> _What this task involves_: Go through the entries below and copy every line that holds the word "blade".

Region pointing data
•••
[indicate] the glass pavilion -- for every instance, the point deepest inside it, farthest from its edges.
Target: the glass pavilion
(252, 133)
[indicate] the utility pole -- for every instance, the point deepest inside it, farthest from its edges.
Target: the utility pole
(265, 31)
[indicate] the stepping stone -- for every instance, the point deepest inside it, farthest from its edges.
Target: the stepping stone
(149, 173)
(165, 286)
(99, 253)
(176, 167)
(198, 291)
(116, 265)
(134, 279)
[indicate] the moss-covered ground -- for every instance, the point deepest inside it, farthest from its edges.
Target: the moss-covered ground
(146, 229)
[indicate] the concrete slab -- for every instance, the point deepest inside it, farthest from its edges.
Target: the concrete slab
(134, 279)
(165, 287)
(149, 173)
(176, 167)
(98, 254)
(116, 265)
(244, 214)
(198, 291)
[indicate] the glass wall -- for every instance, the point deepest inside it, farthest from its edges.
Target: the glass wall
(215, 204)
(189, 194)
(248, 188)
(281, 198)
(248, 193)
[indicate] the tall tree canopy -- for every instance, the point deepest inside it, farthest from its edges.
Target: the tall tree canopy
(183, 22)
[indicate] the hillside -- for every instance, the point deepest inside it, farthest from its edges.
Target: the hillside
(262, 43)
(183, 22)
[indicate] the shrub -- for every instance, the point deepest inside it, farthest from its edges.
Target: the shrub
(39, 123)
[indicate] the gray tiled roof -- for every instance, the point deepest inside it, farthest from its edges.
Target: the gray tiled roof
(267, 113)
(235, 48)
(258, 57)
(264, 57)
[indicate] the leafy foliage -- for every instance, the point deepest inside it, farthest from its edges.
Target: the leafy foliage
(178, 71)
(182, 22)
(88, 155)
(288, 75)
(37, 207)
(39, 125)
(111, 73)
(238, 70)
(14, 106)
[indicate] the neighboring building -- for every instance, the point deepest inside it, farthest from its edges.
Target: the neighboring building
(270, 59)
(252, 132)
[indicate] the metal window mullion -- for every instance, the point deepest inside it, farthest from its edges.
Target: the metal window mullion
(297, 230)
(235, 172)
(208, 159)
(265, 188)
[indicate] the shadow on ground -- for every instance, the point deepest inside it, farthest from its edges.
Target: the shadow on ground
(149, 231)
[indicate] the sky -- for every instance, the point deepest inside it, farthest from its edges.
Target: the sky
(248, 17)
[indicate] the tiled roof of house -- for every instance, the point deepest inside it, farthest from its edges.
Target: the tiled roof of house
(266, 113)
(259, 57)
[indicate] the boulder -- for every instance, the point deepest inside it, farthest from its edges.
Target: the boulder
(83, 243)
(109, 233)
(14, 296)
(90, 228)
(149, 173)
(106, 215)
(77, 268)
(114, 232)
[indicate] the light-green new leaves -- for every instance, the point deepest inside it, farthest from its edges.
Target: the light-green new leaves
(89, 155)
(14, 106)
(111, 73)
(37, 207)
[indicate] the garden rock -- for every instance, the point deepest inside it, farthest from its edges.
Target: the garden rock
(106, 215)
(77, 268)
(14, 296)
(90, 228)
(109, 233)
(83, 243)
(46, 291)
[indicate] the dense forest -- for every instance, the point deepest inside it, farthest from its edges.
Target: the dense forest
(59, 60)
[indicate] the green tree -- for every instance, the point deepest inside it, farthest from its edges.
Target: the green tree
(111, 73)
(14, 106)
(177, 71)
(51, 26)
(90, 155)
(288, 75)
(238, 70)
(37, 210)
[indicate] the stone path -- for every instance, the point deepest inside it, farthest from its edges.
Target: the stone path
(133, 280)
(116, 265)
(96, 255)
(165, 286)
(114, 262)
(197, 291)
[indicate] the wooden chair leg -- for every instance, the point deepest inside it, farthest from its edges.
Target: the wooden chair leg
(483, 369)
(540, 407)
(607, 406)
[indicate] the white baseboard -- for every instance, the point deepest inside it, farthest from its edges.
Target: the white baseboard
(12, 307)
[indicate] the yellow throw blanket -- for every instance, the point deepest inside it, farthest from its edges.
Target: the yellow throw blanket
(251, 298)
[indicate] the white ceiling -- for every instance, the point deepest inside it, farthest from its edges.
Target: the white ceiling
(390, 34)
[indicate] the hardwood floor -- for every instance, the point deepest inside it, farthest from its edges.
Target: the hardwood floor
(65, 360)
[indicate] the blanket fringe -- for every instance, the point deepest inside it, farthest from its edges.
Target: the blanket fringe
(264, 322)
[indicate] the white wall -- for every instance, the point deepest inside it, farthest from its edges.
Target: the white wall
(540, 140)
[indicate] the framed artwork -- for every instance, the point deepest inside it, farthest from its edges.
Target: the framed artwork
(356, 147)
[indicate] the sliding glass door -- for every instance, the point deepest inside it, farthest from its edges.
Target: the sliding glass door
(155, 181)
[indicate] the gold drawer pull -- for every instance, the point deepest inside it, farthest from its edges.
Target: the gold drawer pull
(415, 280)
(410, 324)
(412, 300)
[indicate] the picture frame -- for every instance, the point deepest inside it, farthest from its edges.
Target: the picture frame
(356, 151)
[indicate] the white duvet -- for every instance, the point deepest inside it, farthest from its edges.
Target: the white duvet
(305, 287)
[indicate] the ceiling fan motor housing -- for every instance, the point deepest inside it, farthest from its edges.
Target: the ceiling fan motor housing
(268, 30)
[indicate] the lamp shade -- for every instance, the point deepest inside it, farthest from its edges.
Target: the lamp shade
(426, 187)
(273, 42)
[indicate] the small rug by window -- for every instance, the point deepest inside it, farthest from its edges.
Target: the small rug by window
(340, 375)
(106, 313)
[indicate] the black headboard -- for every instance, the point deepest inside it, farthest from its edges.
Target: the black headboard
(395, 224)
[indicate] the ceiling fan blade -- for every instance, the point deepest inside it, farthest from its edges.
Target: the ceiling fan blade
•••
> _Response_:
[indicate] the ceiling fan blade -- for every instance, the point deepest inside it, farthest from its edges.
Target: the ceiling fan blade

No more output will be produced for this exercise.